*Given entries:*
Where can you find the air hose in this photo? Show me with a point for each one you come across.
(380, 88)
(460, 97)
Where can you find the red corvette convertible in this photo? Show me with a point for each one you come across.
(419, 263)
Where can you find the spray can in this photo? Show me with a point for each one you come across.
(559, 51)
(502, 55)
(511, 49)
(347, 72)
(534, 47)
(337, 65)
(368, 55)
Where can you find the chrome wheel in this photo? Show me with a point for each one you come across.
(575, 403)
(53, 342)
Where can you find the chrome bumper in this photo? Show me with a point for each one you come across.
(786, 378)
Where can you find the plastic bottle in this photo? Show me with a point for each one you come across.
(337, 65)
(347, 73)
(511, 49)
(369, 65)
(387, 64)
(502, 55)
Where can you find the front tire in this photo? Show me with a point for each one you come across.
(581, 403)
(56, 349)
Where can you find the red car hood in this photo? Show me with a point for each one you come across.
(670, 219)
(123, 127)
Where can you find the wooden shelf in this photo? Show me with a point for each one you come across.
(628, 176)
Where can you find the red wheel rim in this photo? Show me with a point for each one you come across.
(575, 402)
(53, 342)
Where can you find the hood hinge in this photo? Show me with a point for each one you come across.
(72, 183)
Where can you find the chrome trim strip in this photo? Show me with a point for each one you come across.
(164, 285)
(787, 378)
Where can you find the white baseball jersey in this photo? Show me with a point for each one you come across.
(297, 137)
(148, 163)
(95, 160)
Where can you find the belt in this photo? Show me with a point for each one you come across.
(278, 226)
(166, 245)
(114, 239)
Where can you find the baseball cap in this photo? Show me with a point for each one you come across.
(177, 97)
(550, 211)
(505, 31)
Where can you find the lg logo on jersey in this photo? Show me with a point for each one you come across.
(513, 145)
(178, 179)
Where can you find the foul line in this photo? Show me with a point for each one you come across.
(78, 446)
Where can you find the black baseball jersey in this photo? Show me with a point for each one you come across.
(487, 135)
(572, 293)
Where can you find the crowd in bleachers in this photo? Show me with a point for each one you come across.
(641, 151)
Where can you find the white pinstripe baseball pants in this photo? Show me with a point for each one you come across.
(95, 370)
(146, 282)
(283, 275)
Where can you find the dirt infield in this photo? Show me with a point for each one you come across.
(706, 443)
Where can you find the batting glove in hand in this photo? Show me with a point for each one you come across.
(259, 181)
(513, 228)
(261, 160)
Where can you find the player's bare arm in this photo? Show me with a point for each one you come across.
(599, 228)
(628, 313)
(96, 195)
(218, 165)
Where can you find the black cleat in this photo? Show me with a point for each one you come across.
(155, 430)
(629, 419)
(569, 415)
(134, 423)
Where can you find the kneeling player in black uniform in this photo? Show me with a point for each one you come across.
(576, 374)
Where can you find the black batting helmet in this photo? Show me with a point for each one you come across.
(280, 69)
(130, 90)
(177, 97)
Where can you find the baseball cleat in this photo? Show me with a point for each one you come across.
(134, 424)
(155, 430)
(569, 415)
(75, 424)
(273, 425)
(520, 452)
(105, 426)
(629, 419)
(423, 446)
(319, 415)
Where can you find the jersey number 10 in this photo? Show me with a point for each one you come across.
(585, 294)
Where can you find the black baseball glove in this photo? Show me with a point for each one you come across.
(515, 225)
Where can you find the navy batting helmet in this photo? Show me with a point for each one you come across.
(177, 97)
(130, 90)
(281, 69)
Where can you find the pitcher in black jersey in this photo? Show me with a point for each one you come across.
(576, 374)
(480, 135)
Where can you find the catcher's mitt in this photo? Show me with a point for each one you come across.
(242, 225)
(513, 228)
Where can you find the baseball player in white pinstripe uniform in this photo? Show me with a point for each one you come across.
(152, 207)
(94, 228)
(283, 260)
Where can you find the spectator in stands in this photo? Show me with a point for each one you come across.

*Written exercise:* Give a word-for-word copy of the records.

*Solution for this exercise:*
Where can you find the air hose in this photo? Show me with a point for each one you come across.
(380, 88)
(460, 97)
Where can you find the red corvette convertible in this photo? Show me with a point for each one you come across.
(419, 263)
Where can you find the spray can in this photo? Show me with a point for each one you come across.
(559, 51)
(502, 55)
(511, 49)
(347, 72)
(534, 47)
(337, 65)
(368, 55)
Where can you find the chrome wheel in this photo? Show me with a point for each one you come across.
(575, 403)
(53, 342)
Where can you find the chrome bumper in this photo? Show me with a point for each one you come across.
(786, 378)
Where can you find the plastic bottle in this photo? Show me with a point for each one you come across.
(337, 65)
(347, 73)
(511, 49)
(369, 65)
(387, 64)
(502, 55)
Where can you find the front tire in this photo? Show me with a point for each one you come across.
(581, 403)
(56, 349)
Where can you find the red car hood in this photo? Show me with a point for each one you come across.
(670, 219)
(123, 127)
Where can you find the wooden shelf in this photo? Show me with a point for each one you come across.
(628, 176)
Where can you find the red wheel rim in this photo? Show me with a point for each one you come across.
(575, 402)
(53, 342)
Where can you find the hood hinge in this photo? Show me with a point for each one you come across.
(72, 183)
Where can you find the chrome trim strip in this photo? Show me with a point for each one you come across.
(164, 285)
(787, 378)
Where can you find the white baseball jersey in this photo? Show me with a point for each one you come across.
(297, 137)
(148, 163)
(95, 160)
Where can you find the belt in this photo? Show me with a point for each one you come across.
(278, 226)
(166, 245)
(114, 239)
Where can you find the baseball cap in this photo? Show me with a point for each one you come across.
(177, 97)
(550, 211)
(505, 31)
Where can you find the lg logo on jersey in this photo? Show me with a point for each one you come across.
(513, 145)
(178, 179)
Where can you find the foul line in this photo? Show me with a point for each one you come across.
(78, 446)
Where can you find the black baseball jersey in this photo? Show me with a point for each one you come across.
(487, 135)
(572, 293)
Where can you find the crowd in bleachers in this photo? Show me with a point for each one you come across.
(641, 151)
Where can you find the white pinstripe baseball pants in this photo? Show me with a point for each one you come across.
(95, 370)
(146, 282)
(283, 275)
Where can you find the dirt infield in this photo? Show me with a point for each one you come across.
(706, 443)
Where can you find the batting glove in hand in this photo? Show me with a point for each one you come across.
(259, 181)
(513, 228)
(261, 160)
Where can you find the player's bare arm in this photo? Show me with a point for each one you come across.
(599, 228)
(628, 313)
(96, 195)
(218, 165)
Where can you find the black cleat in this photo? Show me with a point for each one you come across.
(155, 430)
(629, 419)
(569, 415)
(134, 423)
Where can you find the kneeling player in black uniform in this photo? Show me with a point for each one you come across.
(576, 374)
Where can you find the black batting helmet in this photo? Show me with a point for each one you come across.
(280, 69)
(130, 90)
(177, 97)
Where can you find the baseball cleat in this photo? Show me with a point for each one you come across.
(134, 424)
(155, 430)
(569, 415)
(75, 424)
(273, 425)
(520, 452)
(105, 426)
(629, 419)
(423, 446)
(319, 415)
Where can you find the jersey number 10 in this photo? Show me with a point for each one you come across.
(585, 294)
Where can you find the black baseball glove in this photo? Show me with a point for each one you come across.
(515, 225)
Where can you find the navy batting helmet in this photo? Show me with a point for each one you come across.
(177, 97)
(130, 90)
(281, 69)
Where can you find the pitcher in black jersey in this photo? Show me with a point for each one you come across.
(576, 374)
(480, 135)
Where can you find the catcher's mitt in this photo? Show me with a point for each one you come across.
(242, 225)
(513, 228)
Where can you find the baseball player in white pinstripe uniform in this photo? Show me with a point for each one you come across.
(152, 207)
(94, 228)
(283, 260)
Where can you find the spectator in stands in this photo? Show me with a point for each one you come across.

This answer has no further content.